Records from a point labeling set
— Begin —
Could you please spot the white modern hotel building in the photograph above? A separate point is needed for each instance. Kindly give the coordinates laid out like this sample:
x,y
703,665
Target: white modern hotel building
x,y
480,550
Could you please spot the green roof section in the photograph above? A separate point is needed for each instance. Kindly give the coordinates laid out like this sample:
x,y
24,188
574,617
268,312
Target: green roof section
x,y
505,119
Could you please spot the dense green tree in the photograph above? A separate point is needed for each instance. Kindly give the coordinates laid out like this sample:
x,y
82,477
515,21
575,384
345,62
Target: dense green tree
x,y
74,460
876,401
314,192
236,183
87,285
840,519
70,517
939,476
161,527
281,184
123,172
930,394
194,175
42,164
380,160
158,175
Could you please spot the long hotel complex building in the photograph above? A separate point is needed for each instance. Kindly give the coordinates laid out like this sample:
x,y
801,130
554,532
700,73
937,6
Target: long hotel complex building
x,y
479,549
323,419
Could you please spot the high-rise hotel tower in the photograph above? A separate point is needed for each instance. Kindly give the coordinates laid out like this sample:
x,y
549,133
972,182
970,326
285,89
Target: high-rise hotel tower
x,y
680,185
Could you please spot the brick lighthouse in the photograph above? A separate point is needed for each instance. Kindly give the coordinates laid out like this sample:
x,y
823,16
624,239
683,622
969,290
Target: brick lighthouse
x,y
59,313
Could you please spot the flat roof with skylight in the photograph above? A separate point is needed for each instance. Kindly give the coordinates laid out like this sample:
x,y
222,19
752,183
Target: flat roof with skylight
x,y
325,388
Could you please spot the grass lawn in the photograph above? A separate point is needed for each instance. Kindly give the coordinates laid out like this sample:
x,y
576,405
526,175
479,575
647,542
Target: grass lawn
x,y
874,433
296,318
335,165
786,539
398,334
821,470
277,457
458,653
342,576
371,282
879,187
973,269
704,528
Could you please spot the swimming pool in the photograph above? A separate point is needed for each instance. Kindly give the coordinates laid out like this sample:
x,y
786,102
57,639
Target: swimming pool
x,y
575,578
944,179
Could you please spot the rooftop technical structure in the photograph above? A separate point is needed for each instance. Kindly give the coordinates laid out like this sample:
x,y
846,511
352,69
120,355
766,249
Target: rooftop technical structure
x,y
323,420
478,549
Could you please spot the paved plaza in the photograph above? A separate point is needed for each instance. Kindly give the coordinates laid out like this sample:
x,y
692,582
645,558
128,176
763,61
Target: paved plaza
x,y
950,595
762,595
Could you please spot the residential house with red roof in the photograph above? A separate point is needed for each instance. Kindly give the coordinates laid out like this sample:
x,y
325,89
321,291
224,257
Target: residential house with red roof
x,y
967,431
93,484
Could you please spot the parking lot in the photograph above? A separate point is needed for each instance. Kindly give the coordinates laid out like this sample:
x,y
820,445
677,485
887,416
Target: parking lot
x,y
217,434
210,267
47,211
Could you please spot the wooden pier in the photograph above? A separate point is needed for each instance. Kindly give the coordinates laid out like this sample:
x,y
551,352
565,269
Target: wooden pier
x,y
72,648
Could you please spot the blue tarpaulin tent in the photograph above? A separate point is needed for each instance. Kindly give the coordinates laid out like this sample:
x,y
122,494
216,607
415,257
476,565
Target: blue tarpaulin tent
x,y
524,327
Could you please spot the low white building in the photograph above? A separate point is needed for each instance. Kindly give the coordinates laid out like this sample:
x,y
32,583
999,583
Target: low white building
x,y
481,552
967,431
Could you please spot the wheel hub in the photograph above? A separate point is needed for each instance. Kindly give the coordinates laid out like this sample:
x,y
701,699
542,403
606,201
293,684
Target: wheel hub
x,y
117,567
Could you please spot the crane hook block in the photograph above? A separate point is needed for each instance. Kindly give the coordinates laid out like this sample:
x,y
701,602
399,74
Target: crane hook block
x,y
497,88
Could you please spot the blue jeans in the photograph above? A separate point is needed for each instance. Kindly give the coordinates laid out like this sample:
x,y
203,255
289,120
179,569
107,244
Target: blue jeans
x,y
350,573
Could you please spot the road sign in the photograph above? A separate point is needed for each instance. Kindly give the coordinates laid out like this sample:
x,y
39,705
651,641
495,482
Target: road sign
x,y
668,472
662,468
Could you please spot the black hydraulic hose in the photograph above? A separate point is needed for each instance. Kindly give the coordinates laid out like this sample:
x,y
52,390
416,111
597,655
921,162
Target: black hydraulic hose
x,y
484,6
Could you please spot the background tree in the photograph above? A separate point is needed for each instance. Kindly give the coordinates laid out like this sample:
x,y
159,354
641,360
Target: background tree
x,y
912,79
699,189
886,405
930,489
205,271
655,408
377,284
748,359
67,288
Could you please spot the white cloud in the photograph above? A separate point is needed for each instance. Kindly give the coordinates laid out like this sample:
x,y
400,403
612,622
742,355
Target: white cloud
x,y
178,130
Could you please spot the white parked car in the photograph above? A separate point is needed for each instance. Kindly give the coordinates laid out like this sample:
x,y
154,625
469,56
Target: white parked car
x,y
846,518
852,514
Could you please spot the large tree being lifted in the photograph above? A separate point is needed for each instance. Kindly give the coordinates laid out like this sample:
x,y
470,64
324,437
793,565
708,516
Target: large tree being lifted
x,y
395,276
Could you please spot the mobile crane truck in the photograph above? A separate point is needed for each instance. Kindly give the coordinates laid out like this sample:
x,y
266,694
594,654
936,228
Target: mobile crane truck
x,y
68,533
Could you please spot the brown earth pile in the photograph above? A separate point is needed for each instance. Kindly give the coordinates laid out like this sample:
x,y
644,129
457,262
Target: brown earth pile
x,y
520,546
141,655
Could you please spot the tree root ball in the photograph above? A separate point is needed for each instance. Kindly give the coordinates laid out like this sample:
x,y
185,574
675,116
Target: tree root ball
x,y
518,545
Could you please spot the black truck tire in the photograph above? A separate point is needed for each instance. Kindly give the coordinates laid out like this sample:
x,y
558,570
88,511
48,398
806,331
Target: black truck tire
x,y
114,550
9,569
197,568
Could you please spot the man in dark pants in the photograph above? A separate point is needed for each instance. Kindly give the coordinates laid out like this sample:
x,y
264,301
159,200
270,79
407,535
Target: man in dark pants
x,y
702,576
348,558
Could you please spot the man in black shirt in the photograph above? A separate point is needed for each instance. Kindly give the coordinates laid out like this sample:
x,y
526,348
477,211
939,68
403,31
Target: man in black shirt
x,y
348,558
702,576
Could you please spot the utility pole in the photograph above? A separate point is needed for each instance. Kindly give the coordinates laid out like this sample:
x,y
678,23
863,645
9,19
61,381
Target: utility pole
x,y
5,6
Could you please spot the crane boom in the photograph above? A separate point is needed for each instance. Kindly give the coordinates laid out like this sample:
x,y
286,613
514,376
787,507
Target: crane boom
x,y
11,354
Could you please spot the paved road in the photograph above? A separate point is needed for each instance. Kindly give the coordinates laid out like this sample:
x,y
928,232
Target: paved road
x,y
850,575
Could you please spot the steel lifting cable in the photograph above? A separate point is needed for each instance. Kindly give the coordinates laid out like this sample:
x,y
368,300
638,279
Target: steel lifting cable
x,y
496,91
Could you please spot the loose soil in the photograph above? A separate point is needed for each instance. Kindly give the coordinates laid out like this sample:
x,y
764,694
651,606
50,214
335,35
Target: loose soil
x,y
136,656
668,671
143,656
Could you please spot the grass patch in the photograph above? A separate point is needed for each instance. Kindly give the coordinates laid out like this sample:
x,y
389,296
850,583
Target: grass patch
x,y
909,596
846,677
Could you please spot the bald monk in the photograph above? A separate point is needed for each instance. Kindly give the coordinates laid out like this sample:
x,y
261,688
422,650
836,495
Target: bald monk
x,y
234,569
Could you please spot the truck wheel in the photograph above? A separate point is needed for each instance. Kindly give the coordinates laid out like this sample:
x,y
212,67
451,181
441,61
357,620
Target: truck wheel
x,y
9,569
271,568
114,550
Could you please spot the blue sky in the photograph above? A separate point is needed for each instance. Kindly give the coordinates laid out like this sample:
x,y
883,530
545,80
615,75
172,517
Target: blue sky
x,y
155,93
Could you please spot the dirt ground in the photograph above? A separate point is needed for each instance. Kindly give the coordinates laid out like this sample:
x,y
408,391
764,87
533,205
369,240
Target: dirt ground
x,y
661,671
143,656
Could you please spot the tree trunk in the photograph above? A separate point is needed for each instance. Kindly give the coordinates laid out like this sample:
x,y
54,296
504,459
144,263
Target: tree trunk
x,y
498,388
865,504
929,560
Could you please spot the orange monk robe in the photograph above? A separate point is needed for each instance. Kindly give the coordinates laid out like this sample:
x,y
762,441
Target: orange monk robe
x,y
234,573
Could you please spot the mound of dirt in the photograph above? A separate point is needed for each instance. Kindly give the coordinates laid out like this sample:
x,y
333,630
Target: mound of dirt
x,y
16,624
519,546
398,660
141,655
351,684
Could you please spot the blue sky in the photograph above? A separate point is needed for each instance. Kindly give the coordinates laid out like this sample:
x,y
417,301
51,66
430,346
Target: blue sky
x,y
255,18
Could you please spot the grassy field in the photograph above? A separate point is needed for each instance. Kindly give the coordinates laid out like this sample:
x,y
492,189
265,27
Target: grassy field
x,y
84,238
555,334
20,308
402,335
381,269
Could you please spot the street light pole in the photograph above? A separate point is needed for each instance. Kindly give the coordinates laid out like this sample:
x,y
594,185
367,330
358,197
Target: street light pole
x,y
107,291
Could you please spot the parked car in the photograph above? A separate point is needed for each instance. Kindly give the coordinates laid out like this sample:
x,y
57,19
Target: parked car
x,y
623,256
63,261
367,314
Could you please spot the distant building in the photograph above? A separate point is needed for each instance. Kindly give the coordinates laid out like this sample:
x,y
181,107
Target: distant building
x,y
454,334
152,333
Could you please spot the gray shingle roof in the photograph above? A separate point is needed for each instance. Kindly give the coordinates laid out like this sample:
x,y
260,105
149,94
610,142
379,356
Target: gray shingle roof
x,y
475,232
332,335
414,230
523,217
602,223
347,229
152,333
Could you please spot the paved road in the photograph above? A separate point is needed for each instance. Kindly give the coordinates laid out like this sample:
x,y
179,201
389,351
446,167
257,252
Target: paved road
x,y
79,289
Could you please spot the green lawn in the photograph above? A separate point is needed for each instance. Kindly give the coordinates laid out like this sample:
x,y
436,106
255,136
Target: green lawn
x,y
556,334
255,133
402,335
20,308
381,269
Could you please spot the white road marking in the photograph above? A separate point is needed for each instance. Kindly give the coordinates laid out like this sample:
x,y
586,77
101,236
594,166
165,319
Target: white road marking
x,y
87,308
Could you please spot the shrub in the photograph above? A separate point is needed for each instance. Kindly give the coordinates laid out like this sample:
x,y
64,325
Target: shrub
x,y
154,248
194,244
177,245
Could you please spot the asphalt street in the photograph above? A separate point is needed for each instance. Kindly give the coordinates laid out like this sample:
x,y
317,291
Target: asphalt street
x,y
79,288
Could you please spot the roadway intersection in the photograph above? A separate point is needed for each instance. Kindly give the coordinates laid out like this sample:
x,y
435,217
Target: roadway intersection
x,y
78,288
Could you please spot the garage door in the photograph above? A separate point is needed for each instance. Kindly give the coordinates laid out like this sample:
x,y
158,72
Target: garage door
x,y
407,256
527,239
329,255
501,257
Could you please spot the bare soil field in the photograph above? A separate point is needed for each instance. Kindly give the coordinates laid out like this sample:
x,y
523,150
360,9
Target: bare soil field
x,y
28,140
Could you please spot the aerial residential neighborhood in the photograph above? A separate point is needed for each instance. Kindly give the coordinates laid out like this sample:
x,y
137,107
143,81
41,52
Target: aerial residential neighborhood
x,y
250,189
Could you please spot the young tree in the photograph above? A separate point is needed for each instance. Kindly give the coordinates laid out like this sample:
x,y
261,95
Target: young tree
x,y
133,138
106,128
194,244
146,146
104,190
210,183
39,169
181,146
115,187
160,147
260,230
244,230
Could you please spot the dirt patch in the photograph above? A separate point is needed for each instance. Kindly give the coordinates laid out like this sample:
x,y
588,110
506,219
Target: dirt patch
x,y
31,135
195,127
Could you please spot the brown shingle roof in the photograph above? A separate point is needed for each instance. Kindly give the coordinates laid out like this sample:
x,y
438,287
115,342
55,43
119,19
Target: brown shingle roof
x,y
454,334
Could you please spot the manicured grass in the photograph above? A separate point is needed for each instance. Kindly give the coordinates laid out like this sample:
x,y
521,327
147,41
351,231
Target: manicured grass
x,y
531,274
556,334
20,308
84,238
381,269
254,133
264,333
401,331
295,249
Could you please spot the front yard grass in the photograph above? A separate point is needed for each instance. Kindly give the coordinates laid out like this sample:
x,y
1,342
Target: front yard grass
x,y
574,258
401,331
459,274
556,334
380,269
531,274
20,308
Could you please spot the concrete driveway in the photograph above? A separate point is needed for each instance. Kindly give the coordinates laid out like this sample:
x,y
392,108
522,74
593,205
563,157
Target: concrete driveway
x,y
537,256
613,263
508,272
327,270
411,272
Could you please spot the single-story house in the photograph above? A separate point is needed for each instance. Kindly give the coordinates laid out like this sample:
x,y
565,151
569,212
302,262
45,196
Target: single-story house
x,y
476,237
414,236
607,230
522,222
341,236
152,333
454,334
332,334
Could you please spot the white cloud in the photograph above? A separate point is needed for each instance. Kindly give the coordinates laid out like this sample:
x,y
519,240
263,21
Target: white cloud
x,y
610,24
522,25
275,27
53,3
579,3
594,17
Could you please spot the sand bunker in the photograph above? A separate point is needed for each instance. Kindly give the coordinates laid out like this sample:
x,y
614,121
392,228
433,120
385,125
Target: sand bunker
— End —
■ YOUR TASK:
Locate the line that contains "Could you please spot the brown shingle". Repeat it and every line after it, up to and including the final line, exactly.

■ SOLUTION TO THIS EXERCISE:
Could you please spot the brown shingle roof in the photograph above? A separate point is needed for each instance. Kindly give the coordinates laid out like this sample:
x,y
438,287
115,342
55,43
119,19
Target: brown shingle roof
x,y
454,334
Could you please spot the manicured grass in the photograph above? A separate point is needed for each instance. Kindly give the coordinates laid out like this sample:
x,y
521,327
147,41
351,231
Target: manicured grass
x,y
531,274
556,334
20,308
84,238
381,269
254,133
264,333
401,331
295,249
Could you please spot the front yard grass in the photograph above? A separate point is needed for each instance. Kindly give the coordinates laid out like this sample:
x,y
1,342
Target: front yard grass
x,y
574,258
401,331
459,274
556,334
380,269
531,274
20,308
Could you please spot the concrete driveway in the photograph above? A separate point is needed for each instance. Kindly give the coordinates laid out like this sample:
x,y
392,108
522,74
593,205
563,157
Target: concrete driveway
x,y
537,256
613,263
508,272
327,270
411,272
Could you please spot the single-story house in the photograph above? A separate point is needed for each instance. Kindly give the coordinates laid out like this sample:
x,y
565,151
569,212
302,262
45,196
Target: single-story house
x,y
476,237
414,236
607,230
522,222
341,236
152,333
454,334
332,334
Could you please spot the white cloud in the photograph above? A separate point is needed for each instance. Kindly give the coordinates laid out like this sample:
x,y
519,240
263,21
Target: white cloud
x,y
610,24
522,25
275,27
53,3
579,3
594,17
Could you please spot the sand bunker in the photograph above? A separate point is needed for each instance. Kindly give the coordinates laid out like this sample:
x,y
614,121
392,228
433,120
385,125
Target: sand bunker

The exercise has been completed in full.